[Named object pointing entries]
——

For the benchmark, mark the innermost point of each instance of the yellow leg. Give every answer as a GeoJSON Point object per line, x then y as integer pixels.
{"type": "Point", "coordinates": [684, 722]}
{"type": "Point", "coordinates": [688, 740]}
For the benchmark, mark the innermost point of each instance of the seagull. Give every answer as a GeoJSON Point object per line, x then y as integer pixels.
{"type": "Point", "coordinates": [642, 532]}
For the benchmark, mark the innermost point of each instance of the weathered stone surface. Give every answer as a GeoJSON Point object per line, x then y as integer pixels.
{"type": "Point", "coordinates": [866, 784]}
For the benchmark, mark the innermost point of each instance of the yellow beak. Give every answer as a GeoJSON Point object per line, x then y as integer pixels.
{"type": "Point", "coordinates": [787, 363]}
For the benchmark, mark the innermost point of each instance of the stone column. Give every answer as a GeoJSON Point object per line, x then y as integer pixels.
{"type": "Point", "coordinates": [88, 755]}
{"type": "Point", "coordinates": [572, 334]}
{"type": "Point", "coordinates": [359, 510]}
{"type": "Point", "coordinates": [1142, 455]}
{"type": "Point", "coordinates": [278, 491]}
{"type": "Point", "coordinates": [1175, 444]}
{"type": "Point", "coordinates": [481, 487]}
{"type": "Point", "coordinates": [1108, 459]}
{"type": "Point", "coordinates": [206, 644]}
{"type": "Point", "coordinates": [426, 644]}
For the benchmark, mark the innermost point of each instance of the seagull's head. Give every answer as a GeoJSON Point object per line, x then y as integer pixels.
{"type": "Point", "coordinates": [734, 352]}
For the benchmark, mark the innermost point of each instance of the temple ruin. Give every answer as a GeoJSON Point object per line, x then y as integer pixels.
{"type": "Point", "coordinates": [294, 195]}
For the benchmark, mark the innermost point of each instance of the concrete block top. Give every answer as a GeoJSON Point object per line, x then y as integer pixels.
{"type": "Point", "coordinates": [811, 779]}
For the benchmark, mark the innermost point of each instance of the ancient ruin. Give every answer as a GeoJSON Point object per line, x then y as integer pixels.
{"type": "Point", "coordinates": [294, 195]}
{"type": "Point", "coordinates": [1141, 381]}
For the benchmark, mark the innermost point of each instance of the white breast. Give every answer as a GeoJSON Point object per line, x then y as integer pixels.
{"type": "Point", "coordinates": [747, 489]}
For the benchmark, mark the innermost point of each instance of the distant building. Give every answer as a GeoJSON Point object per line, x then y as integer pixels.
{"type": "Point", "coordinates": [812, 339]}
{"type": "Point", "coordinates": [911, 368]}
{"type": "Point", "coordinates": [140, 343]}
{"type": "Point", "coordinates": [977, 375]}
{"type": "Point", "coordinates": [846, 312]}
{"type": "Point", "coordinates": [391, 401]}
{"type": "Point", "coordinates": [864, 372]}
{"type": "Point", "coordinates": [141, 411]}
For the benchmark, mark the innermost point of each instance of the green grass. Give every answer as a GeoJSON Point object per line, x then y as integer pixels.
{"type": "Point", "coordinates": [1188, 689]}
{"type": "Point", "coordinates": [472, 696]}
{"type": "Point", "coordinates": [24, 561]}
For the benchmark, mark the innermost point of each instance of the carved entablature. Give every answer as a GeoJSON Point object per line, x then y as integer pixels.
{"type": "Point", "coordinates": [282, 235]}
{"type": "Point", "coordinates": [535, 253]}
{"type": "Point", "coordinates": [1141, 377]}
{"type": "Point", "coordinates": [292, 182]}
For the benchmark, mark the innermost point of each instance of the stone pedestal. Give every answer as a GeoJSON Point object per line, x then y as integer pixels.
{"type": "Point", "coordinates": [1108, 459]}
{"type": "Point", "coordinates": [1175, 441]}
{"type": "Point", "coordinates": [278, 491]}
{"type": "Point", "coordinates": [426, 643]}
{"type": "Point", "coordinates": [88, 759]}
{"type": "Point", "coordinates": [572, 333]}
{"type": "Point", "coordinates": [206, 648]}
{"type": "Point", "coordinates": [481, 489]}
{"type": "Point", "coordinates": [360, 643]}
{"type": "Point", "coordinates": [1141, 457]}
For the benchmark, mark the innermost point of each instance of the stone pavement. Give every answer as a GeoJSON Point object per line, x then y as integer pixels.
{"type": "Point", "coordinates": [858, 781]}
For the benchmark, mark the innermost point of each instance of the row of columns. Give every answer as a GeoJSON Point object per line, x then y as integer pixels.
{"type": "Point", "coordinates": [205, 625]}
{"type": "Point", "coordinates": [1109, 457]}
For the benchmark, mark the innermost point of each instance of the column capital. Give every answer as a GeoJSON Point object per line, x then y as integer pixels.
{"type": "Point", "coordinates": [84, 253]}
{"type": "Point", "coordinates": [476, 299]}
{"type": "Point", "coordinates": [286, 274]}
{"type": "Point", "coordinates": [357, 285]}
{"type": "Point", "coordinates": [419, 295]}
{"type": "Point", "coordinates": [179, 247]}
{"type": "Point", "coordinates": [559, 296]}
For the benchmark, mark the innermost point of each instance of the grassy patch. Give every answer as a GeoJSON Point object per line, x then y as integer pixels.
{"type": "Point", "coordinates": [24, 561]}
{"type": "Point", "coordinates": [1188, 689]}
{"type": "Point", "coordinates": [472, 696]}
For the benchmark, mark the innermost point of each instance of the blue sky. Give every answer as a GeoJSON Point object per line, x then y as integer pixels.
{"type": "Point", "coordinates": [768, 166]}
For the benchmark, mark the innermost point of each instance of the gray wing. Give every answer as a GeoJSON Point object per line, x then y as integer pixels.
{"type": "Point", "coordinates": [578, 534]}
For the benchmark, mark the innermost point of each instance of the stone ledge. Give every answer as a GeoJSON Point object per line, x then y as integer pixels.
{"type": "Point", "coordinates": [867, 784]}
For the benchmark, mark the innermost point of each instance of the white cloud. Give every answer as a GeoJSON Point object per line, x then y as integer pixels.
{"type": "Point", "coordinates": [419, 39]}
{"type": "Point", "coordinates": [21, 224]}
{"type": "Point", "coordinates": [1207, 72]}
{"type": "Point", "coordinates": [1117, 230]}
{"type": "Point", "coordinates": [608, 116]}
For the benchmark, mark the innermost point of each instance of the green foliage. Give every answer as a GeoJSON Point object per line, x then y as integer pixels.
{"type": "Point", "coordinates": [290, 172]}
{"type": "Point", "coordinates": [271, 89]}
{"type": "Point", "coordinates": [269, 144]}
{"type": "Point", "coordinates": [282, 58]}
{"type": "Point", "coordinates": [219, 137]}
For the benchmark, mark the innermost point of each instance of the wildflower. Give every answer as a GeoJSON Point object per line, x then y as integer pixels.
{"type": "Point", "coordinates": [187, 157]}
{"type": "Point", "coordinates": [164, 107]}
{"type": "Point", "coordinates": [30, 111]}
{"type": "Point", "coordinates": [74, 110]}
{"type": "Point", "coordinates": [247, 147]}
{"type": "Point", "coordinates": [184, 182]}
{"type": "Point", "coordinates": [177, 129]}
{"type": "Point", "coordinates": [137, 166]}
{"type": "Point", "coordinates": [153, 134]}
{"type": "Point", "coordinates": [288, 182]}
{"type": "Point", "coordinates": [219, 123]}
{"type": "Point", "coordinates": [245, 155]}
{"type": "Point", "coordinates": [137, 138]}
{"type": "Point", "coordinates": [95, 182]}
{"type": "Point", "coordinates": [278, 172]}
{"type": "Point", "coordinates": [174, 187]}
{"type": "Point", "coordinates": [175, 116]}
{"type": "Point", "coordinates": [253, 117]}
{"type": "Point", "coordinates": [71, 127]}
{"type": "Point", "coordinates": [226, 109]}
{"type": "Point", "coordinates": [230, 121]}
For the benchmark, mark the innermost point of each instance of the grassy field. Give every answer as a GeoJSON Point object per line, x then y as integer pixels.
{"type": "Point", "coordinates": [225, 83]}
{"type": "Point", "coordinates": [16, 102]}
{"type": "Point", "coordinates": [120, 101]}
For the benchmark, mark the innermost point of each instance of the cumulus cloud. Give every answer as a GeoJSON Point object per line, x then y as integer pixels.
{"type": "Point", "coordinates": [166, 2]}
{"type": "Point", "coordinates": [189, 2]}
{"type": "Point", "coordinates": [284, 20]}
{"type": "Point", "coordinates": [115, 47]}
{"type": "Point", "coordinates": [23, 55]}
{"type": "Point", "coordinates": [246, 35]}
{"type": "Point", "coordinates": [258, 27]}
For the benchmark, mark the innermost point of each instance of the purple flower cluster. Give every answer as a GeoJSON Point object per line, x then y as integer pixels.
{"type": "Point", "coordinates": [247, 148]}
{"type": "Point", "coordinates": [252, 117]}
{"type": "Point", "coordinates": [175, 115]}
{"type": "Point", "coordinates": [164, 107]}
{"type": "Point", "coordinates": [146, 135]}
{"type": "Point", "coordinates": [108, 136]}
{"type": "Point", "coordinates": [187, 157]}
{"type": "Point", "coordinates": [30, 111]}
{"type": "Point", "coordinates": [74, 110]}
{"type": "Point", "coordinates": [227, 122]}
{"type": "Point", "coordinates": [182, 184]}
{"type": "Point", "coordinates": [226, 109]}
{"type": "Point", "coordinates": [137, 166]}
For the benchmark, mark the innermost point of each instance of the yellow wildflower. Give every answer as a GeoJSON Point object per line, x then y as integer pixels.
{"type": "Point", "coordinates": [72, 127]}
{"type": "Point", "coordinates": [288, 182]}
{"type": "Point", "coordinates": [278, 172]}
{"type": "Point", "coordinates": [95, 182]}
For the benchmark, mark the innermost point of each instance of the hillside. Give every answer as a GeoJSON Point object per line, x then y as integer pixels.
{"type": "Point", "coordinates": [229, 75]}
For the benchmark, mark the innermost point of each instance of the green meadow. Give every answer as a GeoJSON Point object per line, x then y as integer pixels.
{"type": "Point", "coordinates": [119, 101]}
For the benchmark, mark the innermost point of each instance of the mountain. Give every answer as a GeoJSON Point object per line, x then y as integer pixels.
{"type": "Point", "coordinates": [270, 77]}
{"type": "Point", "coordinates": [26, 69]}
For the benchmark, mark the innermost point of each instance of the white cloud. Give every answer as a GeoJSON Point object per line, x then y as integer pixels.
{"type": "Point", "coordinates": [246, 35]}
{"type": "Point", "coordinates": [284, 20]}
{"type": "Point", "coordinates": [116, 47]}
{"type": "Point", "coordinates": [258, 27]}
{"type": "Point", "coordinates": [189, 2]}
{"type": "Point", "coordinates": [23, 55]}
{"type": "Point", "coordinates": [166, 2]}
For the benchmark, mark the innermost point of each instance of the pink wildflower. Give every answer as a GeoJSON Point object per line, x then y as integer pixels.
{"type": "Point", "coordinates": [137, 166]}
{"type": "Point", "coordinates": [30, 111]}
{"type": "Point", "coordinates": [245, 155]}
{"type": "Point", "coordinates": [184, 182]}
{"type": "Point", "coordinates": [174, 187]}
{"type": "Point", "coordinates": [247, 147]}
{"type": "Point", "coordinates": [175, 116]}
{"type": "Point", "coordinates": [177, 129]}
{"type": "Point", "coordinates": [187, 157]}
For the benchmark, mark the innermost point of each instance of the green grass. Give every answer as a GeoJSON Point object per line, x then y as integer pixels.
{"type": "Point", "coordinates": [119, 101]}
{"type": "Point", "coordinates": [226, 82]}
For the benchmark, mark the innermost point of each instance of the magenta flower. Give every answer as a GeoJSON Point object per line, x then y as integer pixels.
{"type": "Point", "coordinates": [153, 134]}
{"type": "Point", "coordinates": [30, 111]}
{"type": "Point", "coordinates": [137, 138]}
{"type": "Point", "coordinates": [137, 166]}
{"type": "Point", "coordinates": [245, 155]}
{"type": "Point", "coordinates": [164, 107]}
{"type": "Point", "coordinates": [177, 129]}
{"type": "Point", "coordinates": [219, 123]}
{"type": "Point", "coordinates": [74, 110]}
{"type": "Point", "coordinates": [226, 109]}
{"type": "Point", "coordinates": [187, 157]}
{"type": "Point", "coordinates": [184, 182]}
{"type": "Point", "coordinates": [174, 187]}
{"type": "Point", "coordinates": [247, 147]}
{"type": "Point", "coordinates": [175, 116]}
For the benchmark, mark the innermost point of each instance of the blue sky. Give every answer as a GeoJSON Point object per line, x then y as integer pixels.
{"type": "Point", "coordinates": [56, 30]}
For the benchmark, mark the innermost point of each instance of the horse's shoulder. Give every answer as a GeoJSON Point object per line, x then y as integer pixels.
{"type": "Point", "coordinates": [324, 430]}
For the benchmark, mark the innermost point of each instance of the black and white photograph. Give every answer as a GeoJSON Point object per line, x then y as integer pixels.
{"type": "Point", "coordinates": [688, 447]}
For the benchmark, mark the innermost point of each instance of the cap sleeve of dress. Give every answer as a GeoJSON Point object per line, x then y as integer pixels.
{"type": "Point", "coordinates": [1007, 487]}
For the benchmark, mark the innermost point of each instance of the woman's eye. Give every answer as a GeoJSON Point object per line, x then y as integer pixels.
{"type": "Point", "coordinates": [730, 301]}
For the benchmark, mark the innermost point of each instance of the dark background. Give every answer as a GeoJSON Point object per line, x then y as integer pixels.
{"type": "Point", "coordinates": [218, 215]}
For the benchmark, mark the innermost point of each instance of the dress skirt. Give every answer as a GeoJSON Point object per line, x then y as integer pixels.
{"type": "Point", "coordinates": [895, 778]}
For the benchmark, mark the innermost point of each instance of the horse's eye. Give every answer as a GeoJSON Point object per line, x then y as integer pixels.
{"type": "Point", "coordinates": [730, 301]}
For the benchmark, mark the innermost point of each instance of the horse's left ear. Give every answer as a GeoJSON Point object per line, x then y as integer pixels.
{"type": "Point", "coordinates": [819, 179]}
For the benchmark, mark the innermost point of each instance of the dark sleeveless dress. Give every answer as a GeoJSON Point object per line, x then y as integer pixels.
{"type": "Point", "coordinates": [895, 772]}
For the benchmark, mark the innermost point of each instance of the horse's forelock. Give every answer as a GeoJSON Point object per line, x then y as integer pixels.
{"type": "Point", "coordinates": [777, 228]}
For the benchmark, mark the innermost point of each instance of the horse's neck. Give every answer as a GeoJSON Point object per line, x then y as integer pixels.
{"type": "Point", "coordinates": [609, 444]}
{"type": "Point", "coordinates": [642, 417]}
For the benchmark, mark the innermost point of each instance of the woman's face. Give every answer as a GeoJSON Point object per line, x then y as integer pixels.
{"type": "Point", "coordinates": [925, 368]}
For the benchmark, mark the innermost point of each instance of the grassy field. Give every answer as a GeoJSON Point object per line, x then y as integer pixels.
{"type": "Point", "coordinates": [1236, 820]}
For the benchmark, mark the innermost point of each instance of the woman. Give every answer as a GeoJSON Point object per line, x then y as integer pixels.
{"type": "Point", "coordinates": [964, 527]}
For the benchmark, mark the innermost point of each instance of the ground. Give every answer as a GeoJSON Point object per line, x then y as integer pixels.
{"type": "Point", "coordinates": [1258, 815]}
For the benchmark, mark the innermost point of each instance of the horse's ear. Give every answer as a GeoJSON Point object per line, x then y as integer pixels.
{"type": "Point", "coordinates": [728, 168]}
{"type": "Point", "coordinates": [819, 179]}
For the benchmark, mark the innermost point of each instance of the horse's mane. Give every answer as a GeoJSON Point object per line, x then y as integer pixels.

——

> **Aim**
Output the line containing "the woman's face." and all lines after it to the end of the records, exactly as given.

> **Exercise solution**
For the benchmark, mark the innermost point of each instance of the woman's face. Give every answer as a GeoJSON Point object per line, x then y as integer pixels.
{"type": "Point", "coordinates": [925, 368]}
For the benchmark, mark the innermost point of each instance of the grassy field. Give every answer as a GeoJSON Point object per line, x then y as integer pixels.
{"type": "Point", "coordinates": [1236, 820]}
For the benchmark, mark the innermost point of each instance of the woman. Give every answer as a GeoJSON Point object per line, x then y as integer pixels.
{"type": "Point", "coordinates": [964, 527]}
For the benchmark, mark the innermost point of each instance of the ground. Give every answer as a GeoJSON Point object per line, x then y as integer pixels.
{"type": "Point", "coordinates": [1258, 815]}
For the benchmark, mark the innermost point of each instance of the horse's ear. Give every answer as a GeoJSON Point object per line, x then y as integer pixels.
{"type": "Point", "coordinates": [728, 168]}
{"type": "Point", "coordinates": [819, 179]}
For the benchmark, mark the innermost point of each instance of the horse's mane. Give every answer as a GeoJSON Point object per line, x then y as integer pixels.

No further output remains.